### REQUIRED ACTION
Find the line that contains "column 177, row 81"; then retype it and each line after it, exactly, through the final line of the data below.

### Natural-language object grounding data
============

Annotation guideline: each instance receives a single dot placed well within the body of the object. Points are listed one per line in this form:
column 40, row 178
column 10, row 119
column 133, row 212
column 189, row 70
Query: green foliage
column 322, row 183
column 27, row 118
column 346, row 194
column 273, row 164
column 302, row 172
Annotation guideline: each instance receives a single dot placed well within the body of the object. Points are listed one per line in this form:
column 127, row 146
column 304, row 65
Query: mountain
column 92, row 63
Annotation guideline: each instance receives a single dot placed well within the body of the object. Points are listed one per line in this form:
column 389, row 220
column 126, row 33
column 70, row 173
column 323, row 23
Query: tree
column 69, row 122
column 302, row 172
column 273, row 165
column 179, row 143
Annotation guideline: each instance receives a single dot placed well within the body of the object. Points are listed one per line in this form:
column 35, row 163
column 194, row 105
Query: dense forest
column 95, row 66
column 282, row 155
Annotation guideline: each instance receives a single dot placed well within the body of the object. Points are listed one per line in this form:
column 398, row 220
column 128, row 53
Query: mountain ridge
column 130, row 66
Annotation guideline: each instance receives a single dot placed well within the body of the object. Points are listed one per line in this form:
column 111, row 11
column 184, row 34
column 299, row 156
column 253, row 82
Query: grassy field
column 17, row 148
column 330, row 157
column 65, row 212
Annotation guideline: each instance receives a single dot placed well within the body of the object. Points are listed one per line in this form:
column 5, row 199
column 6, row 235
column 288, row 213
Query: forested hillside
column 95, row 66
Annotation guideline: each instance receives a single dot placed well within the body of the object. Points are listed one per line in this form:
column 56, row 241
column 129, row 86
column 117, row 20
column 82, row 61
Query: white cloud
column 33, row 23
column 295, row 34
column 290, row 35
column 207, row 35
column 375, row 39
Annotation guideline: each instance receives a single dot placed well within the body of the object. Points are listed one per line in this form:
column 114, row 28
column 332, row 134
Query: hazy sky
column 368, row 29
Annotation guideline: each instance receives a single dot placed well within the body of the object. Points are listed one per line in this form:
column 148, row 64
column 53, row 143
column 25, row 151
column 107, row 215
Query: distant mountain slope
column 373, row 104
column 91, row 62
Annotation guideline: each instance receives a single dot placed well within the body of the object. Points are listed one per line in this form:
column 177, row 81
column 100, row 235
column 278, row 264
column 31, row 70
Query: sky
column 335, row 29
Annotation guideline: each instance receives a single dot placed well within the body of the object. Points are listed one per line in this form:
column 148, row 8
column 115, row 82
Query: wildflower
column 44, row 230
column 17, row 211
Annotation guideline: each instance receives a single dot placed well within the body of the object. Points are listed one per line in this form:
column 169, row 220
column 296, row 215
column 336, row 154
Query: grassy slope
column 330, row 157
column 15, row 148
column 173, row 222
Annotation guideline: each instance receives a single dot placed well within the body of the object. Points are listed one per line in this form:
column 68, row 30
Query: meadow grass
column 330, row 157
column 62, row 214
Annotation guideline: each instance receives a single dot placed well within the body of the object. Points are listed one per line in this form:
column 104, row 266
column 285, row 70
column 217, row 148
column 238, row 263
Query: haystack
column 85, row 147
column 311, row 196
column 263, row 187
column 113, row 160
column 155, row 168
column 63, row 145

============

### TASK SOLUTION
column 177, row 81
column 100, row 235
column 278, row 264
column 31, row 70
Query: sky
column 335, row 29
Annotation guideline: each instance receives a single dot placed well within the body of the object. Points are listed one per line in this form:
column 148, row 8
column 115, row 82
Query: wildflower
column 44, row 230
column 17, row 211
Annotation guideline: each instance receives a single dot placed well within the body of the object. Points are listed one per line in this form:
column 169, row 220
column 296, row 215
column 336, row 154
Query: grassy slope
column 330, row 157
column 15, row 148
column 173, row 222
Annotation guideline: each instance receives a single dot placed well within the body of the object. Points are listed one per line in this form:
column 68, row 30
Query: meadow grass
column 330, row 157
column 62, row 214
Annotation guideline: each instance receives a single dot placed well within the body of the object. Points are listed one per line in this form:
column 104, row 266
column 285, row 70
column 217, row 148
column 238, row 263
Query: haystack
column 85, row 147
column 311, row 196
column 263, row 187
column 113, row 160
column 155, row 168
column 63, row 145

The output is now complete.